The quantum HHL algorithm, which solves a linear set of equations, can be utilized in a hybrid classical/quantum computer implementation of CFD. The nonlinear and linear parts are solved on classical and quantum hardware, respectively.

Classiq will provide an efficient implementation of the linear problem definition into the quantum circuit and will generate optimized circuits for the different quantum functions within the HHL algorithm. Using the Classiq platform, Rolls-Royce will develop state-of-the-art optimized quantum circuits for the HHL algorithm.

“We are very pleased to be working with Classiq on a very important part of our quantum computing roadmap. Classiq’s unique platform offers both optimisation and ease of use that will be essential as we seek to run more and more sophisticated CFD models,” said Leigh Lapworth, Rolls-Royce Fellow and Quantum Computing Lead. “Achieving our net zero carbon goals requires ongoing enhancements to the sophistication of design simulations that will continue to stretch the limits of classical supercomputing. The potential of quantum computers to drastically reduce simulation run-times cannot be ignored, and the work we’re doing today ensures we will have the capabilities to benefit from Quantum Advantage when it arrives.”
.....
= Problems =
1/ In the Classiq and Rolls-Royce text, translate this sentence into Spanish: "The nonlinear and linear parts are solved on classical and quantum hardware, respectively."
2/ Turn the paragraph beginning "Classiq will provide" in the Classiq and Rolls-Royce text into a short bulleted list that keeps its main facts.

= Given data =
.....
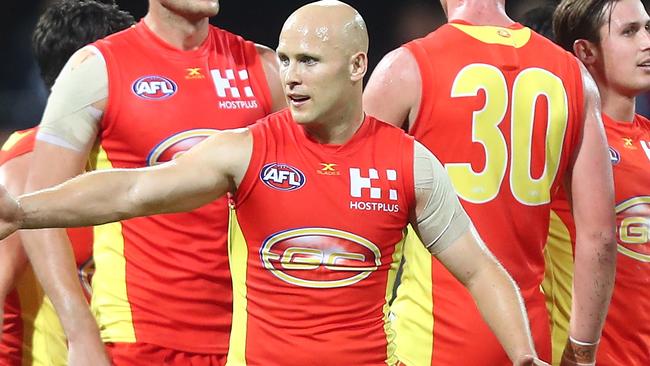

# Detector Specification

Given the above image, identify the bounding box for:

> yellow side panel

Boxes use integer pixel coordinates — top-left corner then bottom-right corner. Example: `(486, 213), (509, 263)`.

(32, 297), (68, 366)
(91, 147), (136, 343)
(391, 226), (433, 365)
(384, 233), (406, 365)
(542, 211), (573, 365)
(226, 207), (248, 366)
(16, 266), (68, 366)
(1, 132), (29, 151)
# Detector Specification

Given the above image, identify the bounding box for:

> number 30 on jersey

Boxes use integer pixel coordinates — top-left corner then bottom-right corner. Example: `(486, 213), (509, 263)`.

(445, 64), (569, 206)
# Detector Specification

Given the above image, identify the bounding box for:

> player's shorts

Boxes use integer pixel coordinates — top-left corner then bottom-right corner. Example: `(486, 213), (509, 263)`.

(106, 343), (227, 366)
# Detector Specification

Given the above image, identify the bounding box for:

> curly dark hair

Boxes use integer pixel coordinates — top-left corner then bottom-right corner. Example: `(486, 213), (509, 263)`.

(32, 0), (135, 89)
(553, 0), (619, 52)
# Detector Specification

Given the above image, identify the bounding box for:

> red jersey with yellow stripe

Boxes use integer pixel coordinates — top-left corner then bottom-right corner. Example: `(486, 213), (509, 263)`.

(228, 110), (415, 366)
(92, 22), (270, 355)
(393, 22), (583, 366)
(0, 128), (94, 366)
(545, 115), (650, 366)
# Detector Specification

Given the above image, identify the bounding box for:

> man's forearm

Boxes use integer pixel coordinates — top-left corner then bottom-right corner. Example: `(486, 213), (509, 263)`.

(467, 265), (536, 362)
(18, 170), (138, 229)
(20, 229), (99, 341)
(569, 233), (616, 342)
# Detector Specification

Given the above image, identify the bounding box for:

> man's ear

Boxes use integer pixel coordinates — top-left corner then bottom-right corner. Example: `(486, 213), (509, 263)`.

(350, 52), (368, 81)
(573, 39), (598, 66)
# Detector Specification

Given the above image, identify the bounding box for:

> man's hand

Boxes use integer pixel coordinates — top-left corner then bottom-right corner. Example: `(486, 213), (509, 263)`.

(560, 337), (598, 366)
(514, 355), (551, 366)
(0, 185), (21, 239)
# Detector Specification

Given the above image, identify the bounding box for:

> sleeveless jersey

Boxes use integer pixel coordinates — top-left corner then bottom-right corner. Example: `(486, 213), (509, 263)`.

(92, 21), (271, 355)
(0, 128), (94, 366)
(393, 22), (583, 366)
(544, 115), (650, 366)
(228, 110), (415, 366)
.....
= Answers below =
1/ Las partes no lineales y lineales se resuelven en hardware clásico y cuántico, respectivamente.

2/
- Classiq will efficiently implement the linear problem definition in the quantum circuit.
- Classiq will generate optimized circuits for the quantum functions within the HHL algorithm.
- Rolls-Royce will use the Classiq platform to develop state-of-the-art optimized quantum circuits for the HHL algorithm.